Recopiez à l'identique toutes les lignes ci-dessous, de la première à la dernière.

Lignes fournies
::::::

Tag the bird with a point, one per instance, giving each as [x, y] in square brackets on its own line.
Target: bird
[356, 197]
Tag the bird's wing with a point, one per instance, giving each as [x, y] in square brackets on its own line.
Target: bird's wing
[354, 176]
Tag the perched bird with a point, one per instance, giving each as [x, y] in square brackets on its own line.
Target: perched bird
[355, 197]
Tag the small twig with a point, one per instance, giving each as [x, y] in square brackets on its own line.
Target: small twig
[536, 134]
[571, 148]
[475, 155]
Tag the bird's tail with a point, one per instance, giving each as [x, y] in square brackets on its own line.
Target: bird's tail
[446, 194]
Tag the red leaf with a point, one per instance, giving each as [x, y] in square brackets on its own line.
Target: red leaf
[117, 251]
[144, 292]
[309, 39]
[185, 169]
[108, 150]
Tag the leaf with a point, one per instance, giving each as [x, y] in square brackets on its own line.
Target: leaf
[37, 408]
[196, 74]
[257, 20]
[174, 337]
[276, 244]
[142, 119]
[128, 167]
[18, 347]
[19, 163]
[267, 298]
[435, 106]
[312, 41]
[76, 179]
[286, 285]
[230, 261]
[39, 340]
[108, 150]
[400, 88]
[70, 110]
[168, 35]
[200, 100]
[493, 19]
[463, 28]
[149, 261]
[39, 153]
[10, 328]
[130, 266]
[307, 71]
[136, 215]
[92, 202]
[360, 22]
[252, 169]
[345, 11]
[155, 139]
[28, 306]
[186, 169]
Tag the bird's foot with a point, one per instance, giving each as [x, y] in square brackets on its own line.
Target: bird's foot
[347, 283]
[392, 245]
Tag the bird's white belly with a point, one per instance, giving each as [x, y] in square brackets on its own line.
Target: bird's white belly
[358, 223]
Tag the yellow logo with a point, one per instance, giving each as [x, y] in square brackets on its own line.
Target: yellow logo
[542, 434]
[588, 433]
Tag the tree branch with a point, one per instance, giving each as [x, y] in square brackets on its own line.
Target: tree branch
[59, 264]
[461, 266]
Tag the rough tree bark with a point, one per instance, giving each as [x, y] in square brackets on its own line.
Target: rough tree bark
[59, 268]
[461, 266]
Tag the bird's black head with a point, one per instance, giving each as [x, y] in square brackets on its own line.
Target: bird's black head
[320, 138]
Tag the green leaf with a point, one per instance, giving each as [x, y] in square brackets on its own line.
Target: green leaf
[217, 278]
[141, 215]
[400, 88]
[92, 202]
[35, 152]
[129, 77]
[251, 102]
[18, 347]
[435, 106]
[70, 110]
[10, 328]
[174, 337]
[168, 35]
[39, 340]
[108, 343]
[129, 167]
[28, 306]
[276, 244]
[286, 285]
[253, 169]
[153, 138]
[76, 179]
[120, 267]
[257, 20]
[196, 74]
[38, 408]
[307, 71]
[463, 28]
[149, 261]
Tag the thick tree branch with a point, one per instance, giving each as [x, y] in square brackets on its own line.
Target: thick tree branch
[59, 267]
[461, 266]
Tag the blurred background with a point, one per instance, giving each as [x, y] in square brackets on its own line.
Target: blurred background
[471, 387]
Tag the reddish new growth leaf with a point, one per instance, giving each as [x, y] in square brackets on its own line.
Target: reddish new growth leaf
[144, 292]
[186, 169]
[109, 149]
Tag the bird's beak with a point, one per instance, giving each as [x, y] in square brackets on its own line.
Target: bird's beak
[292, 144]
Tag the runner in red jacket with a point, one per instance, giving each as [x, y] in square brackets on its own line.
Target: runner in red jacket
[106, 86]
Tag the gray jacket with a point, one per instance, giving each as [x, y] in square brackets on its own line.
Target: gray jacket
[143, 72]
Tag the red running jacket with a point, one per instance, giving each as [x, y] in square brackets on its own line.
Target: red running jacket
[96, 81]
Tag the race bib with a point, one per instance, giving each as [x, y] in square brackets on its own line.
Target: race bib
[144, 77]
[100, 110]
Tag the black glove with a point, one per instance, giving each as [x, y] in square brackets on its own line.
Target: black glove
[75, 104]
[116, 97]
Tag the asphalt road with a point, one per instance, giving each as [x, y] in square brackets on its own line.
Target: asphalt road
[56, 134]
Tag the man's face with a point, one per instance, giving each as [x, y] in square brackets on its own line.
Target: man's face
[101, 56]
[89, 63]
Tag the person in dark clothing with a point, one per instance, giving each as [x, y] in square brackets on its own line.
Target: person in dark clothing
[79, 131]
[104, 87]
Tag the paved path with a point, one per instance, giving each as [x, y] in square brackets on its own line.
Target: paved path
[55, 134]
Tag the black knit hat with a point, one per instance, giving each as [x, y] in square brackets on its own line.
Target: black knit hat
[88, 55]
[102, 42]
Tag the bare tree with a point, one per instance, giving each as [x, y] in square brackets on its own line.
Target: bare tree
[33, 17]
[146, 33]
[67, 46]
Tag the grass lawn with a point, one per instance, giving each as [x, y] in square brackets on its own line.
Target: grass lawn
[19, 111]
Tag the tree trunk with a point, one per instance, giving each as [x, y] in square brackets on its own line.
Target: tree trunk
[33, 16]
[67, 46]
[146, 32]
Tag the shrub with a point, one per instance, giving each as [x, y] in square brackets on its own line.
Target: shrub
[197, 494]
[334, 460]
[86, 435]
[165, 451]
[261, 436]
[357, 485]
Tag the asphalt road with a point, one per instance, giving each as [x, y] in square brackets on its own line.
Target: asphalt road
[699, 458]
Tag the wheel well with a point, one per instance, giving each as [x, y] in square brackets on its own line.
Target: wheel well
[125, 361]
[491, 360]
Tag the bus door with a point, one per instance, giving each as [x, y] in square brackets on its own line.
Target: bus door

::::::

Réponse attendue
Tag the bird with a point, one per instance, giving each as [x, y] in square brackets on its own line.
Target: bird
[356, 197]
Tag the bird's wing with a point, one per instance, giving each as [x, y] in square brackets on its own line.
Target: bird's wing
[354, 176]
Tag the perched bird with a point, one per instance, giving each as [x, y] in square brackets on its own line.
Target: perched bird
[355, 197]
Tag the small twig with a point, one per instance, giving each as [x, y] in square brackets on its own line.
Target: small twig
[536, 134]
[571, 148]
[475, 155]
Tag the bird's tail with a point, one per instance, giving each as [x, y] in square brackets on its own line.
Target: bird's tail
[446, 194]
Tag the red leaf with a point, one per instance, giving each as [x, y] in square brackets on its own line.
Target: red leaf
[117, 251]
[144, 292]
[309, 39]
[185, 169]
[108, 150]
Tag the leaf with a point, one per instance, giving each as [x, y] in square brackets on its own line.
Target: leaf
[37, 408]
[196, 74]
[257, 20]
[174, 337]
[276, 244]
[142, 119]
[128, 167]
[18, 347]
[19, 163]
[267, 298]
[435, 106]
[312, 41]
[76, 179]
[286, 285]
[230, 261]
[39, 340]
[108, 150]
[400, 88]
[70, 110]
[168, 35]
[200, 100]
[493, 19]
[463, 28]
[149, 261]
[39, 153]
[10, 328]
[130, 266]
[307, 71]
[136, 215]
[92, 202]
[360, 22]
[252, 169]
[345, 11]
[155, 139]
[28, 306]
[186, 169]
Tag the bird's foot with a point, one per instance, giving each as [x, y] in square brackets on its own line.
Target: bird's foot
[347, 283]
[392, 245]
Tag the bird's white belly with a point, one per instance, giving each as [x, y] in square brackets on its own line.
Target: bird's white belly
[358, 223]
Tag the yellow logo with a point, one per instance, giving each as [x, y] in square brackets on its own line.
Target: yellow logo
[542, 434]
[588, 433]
Tag the tree branch with a point, one per instance, giving each as [x, y] in square brackets on its own line.
Target: tree branch
[59, 264]
[461, 266]
Tag the rough tree bark with a point, one per instance, giving each as [x, y] in square brackets on its own line.
Target: rough tree bark
[59, 268]
[461, 266]
Tag the bird's black head with a point, one per instance, giving each as [x, y] in square brackets on its own line.
Target: bird's black head
[320, 138]
Tag the green leaf with a point, one per instance, giving each as [x, y] in square brackets on its own line.
Target: green leaf
[217, 278]
[141, 215]
[400, 88]
[92, 202]
[35, 152]
[129, 77]
[251, 102]
[18, 347]
[435, 106]
[70, 110]
[10, 328]
[174, 337]
[168, 35]
[39, 340]
[108, 343]
[129, 167]
[28, 306]
[276, 244]
[286, 285]
[253, 169]
[153, 138]
[76, 179]
[120, 267]
[257, 20]
[196, 74]
[38, 408]
[307, 71]
[463, 28]
[149, 261]
Tag the thick tree branch with a point, one per instance, giving each as [x, y] in square brackets on its own line.
Target: thick tree branch
[59, 267]
[461, 266]
Tag the blurred background with a point, one per instance, giving each as [x, y] in square brackets on its own line.
Target: blurred background
[471, 387]
Tag the reddish new growth leaf with a point, one per instance, giving each as [x, y] in square brackets on its own line.
Target: reddish new growth leaf
[144, 292]
[186, 169]
[109, 149]
Tag the bird's beak with a point, one per instance, giving each as [x, y] in square brackets on its own line.
Target: bird's beak
[292, 144]
Tag the runner in red jacket with a point, one per instance, giving each as [x, y] in square brackets on its own line.
Target: runner in red jacket
[106, 86]
Tag the gray jacket with a point, one per instance, giving each as [x, y] in square brackets on its own line.
Target: gray jacket
[143, 72]
Tag the red running jacket with a point, one per instance, giving each as [x, y] in square brackets on its own line.
Target: red running jacket
[96, 81]
Tag the race bib with a point, one per instance, giving each as [x, y] in square brackets on its own line.
Target: race bib
[144, 77]
[100, 110]
Tag the black glove with a point, one per instance, giving each as [x, y] in square brackets on its own line.
Target: black glove
[75, 104]
[116, 97]
Tag the asphalt road with a point, one per instance, giving each as [x, y] in square brackets on its own line.
Target: asphalt road
[56, 134]
Tag the man's face with a point, one per instance, giving each as [x, y] in square brackets on its own line.
Target: man's face
[101, 56]
[89, 63]
Tag the person in dark clothing with a point, one per instance, giving each as [x, y] in square brackets on its own line.
Target: person in dark clothing
[79, 131]
[104, 87]
Tag the paved path with a point, one per instance, giving each as [x, y] in square brackets on its own line.
Target: paved path
[55, 134]
Tag the black knit hat with a point, one per instance, giving each as [x, y] in square brackets on its own line.
Target: black knit hat
[88, 55]
[102, 42]
Tag the bare tree with a point, one per instance, giving each as [x, y] in square brackets on its own line.
Target: bare tree
[33, 17]
[146, 33]
[67, 46]
Tag the grass lawn with a point, one per instance, giving each as [x, y] in square brackets on its own line.
Target: grass lawn
[19, 111]
Tag the tree trunk with a point, one per instance, giving each as [x, y] in square brackets on its own line.
Target: tree trunk
[33, 16]
[67, 46]
[146, 32]
Tag the shrub with a point, one per instance, giving each as [x, y] in square brackets on its own line.
Target: shrub
[197, 494]
[334, 460]
[86, 435]
[165, 451]
[261, 436]
[357, 485]
Tag the asphalt road with a point, one per instance, giving each as [x, y] in square brackets on its own line.
Target: asphalt road
[699, 458]
Tag the wheel well with a point, one per instance, giving each as [x, y] in square brackets on its own line.
Target: wheel well
[125, 361]
[491, 360]
Tag the bus door with a point, one per instance, giving each as [x, y] in square brackets on its own line.
Target: bus door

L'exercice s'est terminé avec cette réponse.